##### EXTRACTED DATA #####

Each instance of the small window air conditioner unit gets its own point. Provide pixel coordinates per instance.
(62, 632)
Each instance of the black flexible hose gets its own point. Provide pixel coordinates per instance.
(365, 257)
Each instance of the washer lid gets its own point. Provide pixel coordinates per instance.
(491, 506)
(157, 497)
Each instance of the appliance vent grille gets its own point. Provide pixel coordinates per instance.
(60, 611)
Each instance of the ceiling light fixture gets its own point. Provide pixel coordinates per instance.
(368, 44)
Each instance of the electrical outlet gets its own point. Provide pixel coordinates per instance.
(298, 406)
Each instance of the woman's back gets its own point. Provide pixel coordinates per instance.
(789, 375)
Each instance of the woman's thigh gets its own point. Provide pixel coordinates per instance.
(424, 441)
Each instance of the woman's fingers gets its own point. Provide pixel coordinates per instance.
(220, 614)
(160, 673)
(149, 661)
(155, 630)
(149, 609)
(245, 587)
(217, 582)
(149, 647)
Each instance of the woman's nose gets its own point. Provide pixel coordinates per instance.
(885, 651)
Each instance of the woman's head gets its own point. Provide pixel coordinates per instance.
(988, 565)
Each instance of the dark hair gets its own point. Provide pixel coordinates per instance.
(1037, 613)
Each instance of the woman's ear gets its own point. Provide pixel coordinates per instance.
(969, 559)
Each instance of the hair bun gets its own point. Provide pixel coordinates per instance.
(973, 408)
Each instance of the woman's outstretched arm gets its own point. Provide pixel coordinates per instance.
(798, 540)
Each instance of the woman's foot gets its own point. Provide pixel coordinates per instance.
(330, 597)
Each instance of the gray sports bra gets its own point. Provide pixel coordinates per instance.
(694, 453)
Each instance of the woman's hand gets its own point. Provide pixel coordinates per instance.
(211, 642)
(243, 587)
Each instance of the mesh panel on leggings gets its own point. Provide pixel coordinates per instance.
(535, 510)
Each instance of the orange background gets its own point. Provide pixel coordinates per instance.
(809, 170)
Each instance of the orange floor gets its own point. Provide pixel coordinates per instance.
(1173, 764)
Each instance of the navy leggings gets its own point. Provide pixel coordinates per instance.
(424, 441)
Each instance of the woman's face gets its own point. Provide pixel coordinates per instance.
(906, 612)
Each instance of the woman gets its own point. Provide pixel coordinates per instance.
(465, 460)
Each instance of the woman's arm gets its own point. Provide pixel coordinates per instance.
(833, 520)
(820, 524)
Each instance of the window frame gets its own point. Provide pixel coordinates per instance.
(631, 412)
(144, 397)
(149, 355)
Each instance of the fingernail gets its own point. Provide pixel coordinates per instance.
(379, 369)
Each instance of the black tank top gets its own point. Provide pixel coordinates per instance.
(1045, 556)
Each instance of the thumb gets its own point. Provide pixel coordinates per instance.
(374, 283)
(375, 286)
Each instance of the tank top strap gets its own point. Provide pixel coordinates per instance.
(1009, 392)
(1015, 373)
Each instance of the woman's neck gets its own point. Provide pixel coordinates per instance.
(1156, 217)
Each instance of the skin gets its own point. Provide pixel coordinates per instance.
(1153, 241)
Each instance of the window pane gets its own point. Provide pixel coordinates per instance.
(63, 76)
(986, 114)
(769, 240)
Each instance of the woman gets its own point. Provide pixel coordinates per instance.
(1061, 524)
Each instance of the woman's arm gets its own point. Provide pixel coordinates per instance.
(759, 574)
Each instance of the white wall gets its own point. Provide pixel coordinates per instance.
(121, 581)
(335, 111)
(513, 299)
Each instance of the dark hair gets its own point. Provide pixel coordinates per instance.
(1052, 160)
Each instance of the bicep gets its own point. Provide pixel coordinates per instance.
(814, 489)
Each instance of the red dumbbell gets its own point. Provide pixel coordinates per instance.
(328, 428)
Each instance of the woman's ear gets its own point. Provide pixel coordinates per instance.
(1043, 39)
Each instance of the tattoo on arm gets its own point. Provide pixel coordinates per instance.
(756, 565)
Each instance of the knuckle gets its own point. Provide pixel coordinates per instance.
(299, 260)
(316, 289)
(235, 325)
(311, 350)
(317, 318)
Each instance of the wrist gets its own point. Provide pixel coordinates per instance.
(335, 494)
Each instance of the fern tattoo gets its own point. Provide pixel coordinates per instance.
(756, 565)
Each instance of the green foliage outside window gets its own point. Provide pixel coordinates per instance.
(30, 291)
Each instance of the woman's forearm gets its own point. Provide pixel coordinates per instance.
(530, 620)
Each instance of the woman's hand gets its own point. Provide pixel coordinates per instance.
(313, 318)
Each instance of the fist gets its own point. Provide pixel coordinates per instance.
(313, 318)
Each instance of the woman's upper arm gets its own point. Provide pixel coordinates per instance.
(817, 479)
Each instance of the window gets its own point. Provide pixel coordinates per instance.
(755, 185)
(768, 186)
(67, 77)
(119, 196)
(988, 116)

#####

◆ THE REQUEST ◆
Repeat exactly, and only, the lines of the records above, starting with the line that contains "Each instance of the red" and ending with the final line, both included.

◆ WRITTEN SOLUTION ◆
Each instance of the red dumbbell gets its own point. Provide pixel coordinates per instance.
(328, 428)
Each instance of the woman's ear gets its own point. Provide pixel coordinates per instance.
(1043, 39)
Each instance of the tattoo on arm gets its own point. Provide pixel coordinates per instance.
(756, 565)
Each instance of the knuckle gets its own point. Provide pixel coordinates per instance.
(299, 260)
(316, 289)
(235, 325)
(311, 350)
(317, 318)
Each instance of the wrist gets its own point. Provide pixel coordinates per instance.
(335, 494)
Each instance of the fern tattoo gets its own point. Provide pixel coordinates per instance.
(756, 565)
Each instance of the green foliage outside window gets its own point. Provide pixel coordinates per instance.
(30, 291)
Each instance of the woman's forearm gets its own point. Provide pixel coordinates per instance.
(530, 620)
Each instance of the woman's hand gets its own point. Provide pixel coordinates per instance.
(313, 318)
Each instance of the fist gets its own point. Provide pixel coordinates per instance.
(313, 318)
Each instance of the woman's upper arm gets its own point. Provide pixel coordinates per instance.
(817, 479)
Each instance of the window gets its own point. Provide pixel coordinates per instance.
(755, 185)
(768, 186)
(67, 77)
(119, 196)
(988, 116)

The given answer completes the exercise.